Work to complete:
Gather every line of the data below that contains the string "ObjectDetector", and copy each one in full.

______________________________

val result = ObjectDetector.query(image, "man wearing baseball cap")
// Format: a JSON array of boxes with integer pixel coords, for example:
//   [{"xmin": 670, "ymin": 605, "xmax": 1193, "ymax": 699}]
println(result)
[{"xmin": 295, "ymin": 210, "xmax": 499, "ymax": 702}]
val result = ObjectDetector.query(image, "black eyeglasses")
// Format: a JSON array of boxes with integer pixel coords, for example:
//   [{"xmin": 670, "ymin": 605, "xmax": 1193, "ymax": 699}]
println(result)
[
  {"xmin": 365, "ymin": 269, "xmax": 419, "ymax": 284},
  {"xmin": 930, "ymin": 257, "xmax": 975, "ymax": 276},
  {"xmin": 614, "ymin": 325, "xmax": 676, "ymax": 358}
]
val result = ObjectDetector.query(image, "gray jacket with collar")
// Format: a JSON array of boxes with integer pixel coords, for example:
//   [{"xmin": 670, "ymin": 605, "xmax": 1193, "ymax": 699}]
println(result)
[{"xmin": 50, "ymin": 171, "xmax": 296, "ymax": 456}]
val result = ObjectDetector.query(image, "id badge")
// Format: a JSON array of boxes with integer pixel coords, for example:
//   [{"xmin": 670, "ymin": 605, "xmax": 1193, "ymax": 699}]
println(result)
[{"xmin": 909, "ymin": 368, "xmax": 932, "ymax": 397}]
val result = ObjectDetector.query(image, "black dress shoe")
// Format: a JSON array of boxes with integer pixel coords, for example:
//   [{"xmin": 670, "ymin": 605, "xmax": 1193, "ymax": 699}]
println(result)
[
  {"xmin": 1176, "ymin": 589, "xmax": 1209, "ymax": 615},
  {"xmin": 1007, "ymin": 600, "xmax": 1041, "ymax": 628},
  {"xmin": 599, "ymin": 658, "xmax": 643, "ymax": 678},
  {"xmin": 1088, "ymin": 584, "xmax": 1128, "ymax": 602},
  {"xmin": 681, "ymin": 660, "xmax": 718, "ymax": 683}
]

______________________________

Exercise output:
val result = ObjectDetector.query(image, "man wearing baseball cap")
val result = ObjectDetector.query(image, "black eyeglasses")
val result = ObjectDetector.query(image, "gray jacket with collar")
val result = ObjectDetector.query(image, "id badge")
val result = ObjectDetector.query(image, "black dress shoe")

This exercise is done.